## Problem requirements
Pictures aside, write out the data exactly as it reads.

## Data for this task
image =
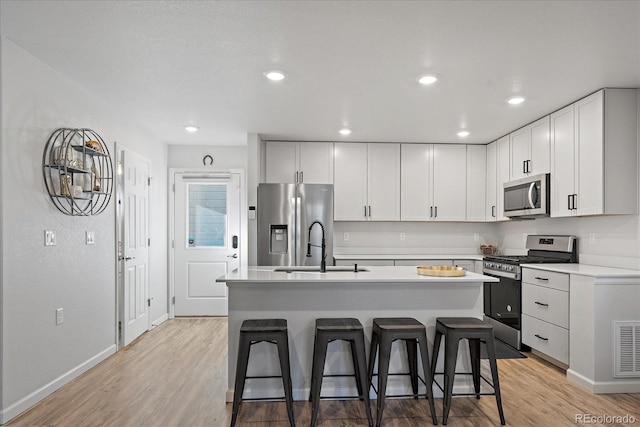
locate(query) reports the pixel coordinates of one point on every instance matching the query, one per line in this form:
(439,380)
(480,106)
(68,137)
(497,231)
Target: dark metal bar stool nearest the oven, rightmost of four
(474,330)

## Written answer
image =
locate(query) reports the pixel coordinates of one point on every instance matching the query, one per line in this form:
(439,380)
(480,106)
(68,137)
(497,231)
Target: dark metal bar stool nearest the oven, rightmost of four
(474,330)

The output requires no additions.